Available records:
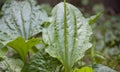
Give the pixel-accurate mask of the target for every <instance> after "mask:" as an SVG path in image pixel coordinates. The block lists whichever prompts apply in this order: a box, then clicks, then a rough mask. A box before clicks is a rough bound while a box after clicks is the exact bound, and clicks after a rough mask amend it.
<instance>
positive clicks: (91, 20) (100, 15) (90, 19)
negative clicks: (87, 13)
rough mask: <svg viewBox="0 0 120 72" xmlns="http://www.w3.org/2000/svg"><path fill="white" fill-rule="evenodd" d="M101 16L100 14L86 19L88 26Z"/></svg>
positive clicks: (93, 22) (94, 15)
mask: <svg viewBox="0 0 120 72" xmlns="http://www.w3.org/2000/svg"><path fill="white" fill-rule="evenodd" d="M101 14H102V12H101V13H98V14H97V15H94V16H91V17H90V18H88V20H89V24H90V25H92V24H93V23H94V22H95V21H96V20H97V19H98V18H99V17H100V16H101Z"/></svg>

Exercise requirements: Please restate all of the listing above word for word, with no pictures.

Written reply:
Give the pixel-accurate mask of the target for every <instance> after "mask:" as an SVG path in image pixel coordinates. The block lists whichever prompts apply in this order: a box, then clicks, then a rough mask. A box before clicks is a rough bound while a box after clicks is the exact bound, and clicks after a rough mask amend it.
<instance>
positive clicks: (91, 20) (100, 15) (90, 19)
negative clicks: (87, 13)
rough mask: <svg viewBox="0 0 120 72" xmlns="http://www.w3.org/2000/svg"><path fill="white" fill-rule="evenodd" d="M101 16L100 14L86 19L88 26Z"/></svg>
positive clicks: (93, 22) (94, 15)
mask: <svg viewBox="0 0 120 72" xmlns="http://www.w3.org/2000/svg"><path fill="white" fill-rule="evenodd" d="M101 14H102V12H101V13H98V14H97V15H94V16H91V17H90V18H88V20H89V24H90V25H92V24H93V23H94V22H95V21H96V20H97V19H98V18H99V17H100V16H101Z"/></svg>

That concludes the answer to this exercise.